---------- INPUT ----------

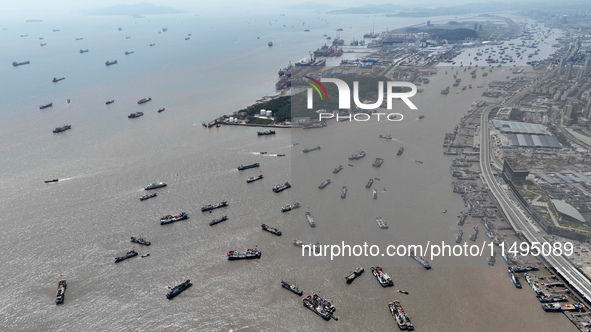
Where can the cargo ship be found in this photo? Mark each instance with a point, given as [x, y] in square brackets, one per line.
[264, 133]
[248, 254]
[254, 178]
[381, 223]
[320, 306]
[400, 316]
[62, 128]
[169, 219]
[310, 219]
[144, 100]
[353, 275]
[281, 187]
[270, 229]
[356, 156]
[155, 185]
[310, 150]
[16, 64]
[173, 292]
[210, 207]
[324, 184]
[292, 288]
[140, 240]
[243, 167]
[143, 198]
[129, 254]
[218, 220]
[61, 292]
[382, 277]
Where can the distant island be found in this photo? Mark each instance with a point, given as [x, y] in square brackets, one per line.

----------

→ BRIEF: Without the pictures, print the whole listing exactly as given.

→ ANSWER SPACE:
Where can the cargo ship be found in this photo? Mark each instance with a point, given as [x, y] in square brackets, one per line.
[264, 133]
[248, 254]
[254, 178]
[381, 223]
[320, 306]
[400, 316]
[62, 128]
[169, 219]
[310, 219]
[144, 100]
[353, 275]
[281, 187]
[270, 229]
[356, 156]
[155, 185]
[310, 150]
[16, 64]
[173, 292]
[210, 207]
[324, 184]
[292, 288]
[140, 240]
[243, 167]
[143, 198]
[129, 254]
[218, 220]
[61, 292]
[382, 277]
Where can the distant island be found in this photo? Mark each instance with a point, given as [x, y] in square brackets, one per line.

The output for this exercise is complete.